## TO BE DONE
Copy the following entries over again, keeping every line identical to the original.

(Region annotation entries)

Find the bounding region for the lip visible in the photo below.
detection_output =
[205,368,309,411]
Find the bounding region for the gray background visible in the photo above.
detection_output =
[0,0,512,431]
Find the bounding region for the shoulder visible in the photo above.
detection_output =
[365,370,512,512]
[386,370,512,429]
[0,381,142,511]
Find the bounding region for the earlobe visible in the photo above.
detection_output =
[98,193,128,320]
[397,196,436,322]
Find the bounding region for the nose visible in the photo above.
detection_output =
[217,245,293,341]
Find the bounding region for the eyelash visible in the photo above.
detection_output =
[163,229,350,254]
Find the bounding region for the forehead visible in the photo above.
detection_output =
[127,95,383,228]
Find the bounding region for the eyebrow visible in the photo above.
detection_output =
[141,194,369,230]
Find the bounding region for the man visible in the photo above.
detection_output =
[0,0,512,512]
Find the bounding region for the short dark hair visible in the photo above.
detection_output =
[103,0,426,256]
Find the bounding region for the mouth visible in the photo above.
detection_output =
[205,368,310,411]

## SOLUTION TO THE EXERCISE
Find the bounding region for the lip visible in the photo below.
detection_output =
[205,368,309,411]
Find the bounding region for the gray background visible in the photo above.
detection_output =
[0,0,512,431]
Find the bounding region for the shoulder visible in the photo above.
detection_output =
[365,370,512,512]
[386,370,512,429]
[0,381,142,511]
Find the bounding region for the earlobe visible in the photo above.
detection_output =
[98,193,128,320]
[397,196,436,322]
Find the bounding region for the nose visible in the photo above.
detection_output =
[217,245,293,341]
Find the bounding region for the eyelash visible in the photo above.
detection_output =
[163,229,350,254]
Find the bounding region for the forehead visible in the photo above.
detection_output =
[127,95,383,228]
Find the bounding region for the eyebrow visible in the photo above.
detection_output =
[141,194,369,230]
Find the bounding region for the man visible in the photo above.
detection_output =
[0,0,512,512]
Find the bounding region for the short dark hair visible in the photo above.
detection_output =
[103,0,426,256]
Find the bounding region for the mouth visible in the photo above.
detection_output =
[205,368,310,411]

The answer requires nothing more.